INPUT DATA:
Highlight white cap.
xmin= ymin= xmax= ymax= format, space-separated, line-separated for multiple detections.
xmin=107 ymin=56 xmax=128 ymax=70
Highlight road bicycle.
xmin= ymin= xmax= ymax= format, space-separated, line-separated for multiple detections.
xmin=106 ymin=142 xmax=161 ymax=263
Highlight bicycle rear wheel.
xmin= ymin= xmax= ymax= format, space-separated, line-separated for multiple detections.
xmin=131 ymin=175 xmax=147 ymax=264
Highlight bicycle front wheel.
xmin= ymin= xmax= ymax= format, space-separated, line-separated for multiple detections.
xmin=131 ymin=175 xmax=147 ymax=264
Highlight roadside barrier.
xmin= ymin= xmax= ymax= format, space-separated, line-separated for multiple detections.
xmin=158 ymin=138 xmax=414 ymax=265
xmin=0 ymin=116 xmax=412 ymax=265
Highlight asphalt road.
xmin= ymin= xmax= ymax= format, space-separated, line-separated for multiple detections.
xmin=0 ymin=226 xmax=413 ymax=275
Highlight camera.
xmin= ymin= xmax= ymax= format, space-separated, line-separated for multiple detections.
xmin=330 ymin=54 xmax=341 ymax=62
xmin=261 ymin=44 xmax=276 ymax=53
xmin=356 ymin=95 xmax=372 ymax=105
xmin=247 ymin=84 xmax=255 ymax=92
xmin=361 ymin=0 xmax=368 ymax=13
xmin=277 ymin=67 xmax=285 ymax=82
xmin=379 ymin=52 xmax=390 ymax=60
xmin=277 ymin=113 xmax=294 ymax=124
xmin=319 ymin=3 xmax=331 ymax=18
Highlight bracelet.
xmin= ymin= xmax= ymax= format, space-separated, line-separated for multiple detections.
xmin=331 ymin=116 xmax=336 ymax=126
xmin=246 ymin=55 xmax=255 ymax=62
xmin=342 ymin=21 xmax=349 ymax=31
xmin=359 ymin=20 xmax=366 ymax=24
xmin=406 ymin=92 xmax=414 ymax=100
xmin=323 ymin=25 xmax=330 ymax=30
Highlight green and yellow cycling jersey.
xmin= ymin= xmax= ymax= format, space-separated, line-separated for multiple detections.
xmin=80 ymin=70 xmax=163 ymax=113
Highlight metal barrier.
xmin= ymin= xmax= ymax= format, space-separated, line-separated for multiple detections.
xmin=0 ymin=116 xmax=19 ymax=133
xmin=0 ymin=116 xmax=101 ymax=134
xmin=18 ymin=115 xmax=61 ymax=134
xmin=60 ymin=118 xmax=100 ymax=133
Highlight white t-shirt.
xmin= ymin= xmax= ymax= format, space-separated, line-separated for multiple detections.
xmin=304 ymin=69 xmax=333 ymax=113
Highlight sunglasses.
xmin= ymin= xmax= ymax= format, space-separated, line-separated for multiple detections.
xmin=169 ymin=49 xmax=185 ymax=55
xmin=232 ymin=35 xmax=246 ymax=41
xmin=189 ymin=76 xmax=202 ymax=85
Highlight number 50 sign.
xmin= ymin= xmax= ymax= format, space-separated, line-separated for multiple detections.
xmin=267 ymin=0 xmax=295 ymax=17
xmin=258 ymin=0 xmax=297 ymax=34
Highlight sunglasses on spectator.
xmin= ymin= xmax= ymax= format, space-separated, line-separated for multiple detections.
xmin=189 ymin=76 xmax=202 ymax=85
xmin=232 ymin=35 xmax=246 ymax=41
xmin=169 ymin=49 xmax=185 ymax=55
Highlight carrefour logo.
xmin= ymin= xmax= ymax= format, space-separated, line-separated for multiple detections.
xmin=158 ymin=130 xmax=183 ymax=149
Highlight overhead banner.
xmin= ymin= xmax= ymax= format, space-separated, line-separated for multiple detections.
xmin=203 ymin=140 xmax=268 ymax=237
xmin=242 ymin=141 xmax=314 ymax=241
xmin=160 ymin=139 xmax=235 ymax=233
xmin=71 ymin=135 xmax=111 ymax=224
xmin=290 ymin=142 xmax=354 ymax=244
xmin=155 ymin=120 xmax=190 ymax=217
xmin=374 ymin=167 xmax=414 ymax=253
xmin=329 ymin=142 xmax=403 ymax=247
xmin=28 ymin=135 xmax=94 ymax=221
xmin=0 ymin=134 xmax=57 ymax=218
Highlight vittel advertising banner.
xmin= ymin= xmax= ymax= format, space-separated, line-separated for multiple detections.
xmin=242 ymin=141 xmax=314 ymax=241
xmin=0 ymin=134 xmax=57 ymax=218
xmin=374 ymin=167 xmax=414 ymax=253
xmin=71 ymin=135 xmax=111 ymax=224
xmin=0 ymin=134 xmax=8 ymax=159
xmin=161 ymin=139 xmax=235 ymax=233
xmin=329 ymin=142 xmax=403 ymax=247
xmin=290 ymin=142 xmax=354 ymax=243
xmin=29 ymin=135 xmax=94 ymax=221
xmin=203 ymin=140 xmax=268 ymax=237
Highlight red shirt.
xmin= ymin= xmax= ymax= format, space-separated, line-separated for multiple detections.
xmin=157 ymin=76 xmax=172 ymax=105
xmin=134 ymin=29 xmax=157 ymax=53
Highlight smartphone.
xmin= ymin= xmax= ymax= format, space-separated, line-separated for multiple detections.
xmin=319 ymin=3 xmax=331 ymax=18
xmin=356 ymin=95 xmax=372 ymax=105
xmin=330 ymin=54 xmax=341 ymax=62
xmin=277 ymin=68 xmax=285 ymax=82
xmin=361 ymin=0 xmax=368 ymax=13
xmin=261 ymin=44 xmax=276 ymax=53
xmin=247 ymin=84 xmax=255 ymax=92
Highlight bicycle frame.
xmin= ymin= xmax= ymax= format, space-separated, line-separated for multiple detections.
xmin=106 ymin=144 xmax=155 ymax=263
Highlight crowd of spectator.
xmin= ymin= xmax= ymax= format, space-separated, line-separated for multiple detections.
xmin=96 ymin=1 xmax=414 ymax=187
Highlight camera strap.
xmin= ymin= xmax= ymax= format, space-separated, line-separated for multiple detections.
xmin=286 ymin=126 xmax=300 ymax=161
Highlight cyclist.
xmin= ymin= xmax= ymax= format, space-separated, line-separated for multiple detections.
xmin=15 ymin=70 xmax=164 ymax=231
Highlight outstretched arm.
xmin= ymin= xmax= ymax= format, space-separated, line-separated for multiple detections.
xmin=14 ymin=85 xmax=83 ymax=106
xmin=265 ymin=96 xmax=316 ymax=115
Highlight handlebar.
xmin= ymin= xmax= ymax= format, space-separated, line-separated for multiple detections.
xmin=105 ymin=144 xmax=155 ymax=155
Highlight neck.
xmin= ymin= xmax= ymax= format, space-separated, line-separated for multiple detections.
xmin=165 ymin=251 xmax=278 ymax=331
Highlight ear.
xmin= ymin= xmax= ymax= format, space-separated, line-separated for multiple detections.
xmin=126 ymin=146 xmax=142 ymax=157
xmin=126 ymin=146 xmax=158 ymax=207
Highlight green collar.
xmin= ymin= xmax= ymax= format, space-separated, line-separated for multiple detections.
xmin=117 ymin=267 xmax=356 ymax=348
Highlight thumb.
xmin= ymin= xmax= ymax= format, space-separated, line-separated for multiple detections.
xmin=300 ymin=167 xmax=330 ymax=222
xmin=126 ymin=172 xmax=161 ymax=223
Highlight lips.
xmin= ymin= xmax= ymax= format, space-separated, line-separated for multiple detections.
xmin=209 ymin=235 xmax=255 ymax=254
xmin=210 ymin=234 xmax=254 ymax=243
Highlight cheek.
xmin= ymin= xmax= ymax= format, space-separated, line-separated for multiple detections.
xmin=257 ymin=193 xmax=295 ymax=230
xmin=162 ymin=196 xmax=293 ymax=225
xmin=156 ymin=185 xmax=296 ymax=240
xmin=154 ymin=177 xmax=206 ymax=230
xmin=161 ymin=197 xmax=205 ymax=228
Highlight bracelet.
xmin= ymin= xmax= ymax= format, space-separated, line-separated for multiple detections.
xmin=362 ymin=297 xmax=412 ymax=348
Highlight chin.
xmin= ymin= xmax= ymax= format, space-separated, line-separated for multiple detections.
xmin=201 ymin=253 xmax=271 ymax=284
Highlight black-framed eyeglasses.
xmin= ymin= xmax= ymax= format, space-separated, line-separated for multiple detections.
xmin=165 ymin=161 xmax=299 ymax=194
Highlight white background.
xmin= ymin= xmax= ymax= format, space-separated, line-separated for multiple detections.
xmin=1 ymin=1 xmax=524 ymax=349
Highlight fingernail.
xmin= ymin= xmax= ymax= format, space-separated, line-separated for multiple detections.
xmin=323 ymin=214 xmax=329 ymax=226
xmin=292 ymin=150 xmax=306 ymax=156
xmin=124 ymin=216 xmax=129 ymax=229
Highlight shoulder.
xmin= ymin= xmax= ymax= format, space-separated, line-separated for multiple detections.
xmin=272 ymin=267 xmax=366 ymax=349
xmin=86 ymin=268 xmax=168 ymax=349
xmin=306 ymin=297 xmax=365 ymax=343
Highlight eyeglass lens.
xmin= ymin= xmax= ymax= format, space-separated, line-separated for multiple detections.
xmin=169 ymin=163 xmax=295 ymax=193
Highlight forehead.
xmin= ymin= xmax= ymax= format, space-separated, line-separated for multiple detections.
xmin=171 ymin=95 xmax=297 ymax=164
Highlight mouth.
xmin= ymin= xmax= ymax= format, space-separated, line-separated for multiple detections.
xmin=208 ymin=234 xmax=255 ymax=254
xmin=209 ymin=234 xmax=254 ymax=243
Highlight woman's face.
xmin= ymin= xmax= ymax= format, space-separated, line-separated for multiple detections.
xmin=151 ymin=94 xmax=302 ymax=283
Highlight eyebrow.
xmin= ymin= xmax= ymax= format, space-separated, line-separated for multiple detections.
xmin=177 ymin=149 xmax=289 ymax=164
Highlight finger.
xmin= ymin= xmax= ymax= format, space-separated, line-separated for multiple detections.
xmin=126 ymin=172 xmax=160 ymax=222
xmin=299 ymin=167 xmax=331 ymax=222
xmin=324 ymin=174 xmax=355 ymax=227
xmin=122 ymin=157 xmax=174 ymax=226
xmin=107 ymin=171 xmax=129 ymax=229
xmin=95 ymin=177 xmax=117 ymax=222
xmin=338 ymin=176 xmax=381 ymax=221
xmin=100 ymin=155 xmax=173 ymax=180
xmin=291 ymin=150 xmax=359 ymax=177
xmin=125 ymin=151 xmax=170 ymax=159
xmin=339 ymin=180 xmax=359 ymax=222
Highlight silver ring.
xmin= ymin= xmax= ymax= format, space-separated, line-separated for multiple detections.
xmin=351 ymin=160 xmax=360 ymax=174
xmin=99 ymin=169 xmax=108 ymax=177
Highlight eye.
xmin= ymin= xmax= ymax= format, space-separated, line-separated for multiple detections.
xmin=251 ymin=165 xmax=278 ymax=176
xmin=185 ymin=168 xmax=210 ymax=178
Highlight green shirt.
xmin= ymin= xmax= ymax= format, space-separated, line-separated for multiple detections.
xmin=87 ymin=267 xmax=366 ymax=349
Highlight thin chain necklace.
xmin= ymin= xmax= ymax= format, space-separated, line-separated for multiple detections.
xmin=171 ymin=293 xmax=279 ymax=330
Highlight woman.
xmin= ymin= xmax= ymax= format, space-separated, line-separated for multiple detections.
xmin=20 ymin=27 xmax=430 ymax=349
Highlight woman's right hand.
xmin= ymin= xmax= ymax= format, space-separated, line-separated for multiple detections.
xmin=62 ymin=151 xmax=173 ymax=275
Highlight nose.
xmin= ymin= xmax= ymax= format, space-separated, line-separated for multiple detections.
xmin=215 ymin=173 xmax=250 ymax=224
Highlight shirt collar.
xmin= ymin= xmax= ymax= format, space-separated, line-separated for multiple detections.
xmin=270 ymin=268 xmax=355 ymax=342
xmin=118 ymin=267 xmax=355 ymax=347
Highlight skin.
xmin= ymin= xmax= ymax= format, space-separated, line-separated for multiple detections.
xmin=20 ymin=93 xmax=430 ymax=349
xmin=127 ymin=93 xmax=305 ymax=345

THE TASK: Your output is to be the lines of the listing, exact and complete, starting at the first and ending with the line that contains "Highlight roadside barrier.".

FINAL ANSWER:
Highlight white cap.
xmin= ymin= xmax= ymax= format, space-separated, line-separated for multiple detections.
xmin=107 ymin=56 xmax=128 ymax=70
Highlight road bicycle.
xmin= ymin= xmax= ymax= format, space-separated, line-separated for multiple detections.
xmin=106 ymin=142 xmax=161 ymax=263
Highlight bicycle rear wheel.
xmin= ymin= xmax= ymax= format, space-separated, line-separated for multiple detections.
xmin=131 ymin=175 xmax=147 ymax=264
Highlight bicycle front wheel.
xmin= ymin= xmax= ymax= format, space-separated, line-separated for multiple detections.
xmin=131 ymin=175 xmax=147 ymax=264
Highlight roadside barrier.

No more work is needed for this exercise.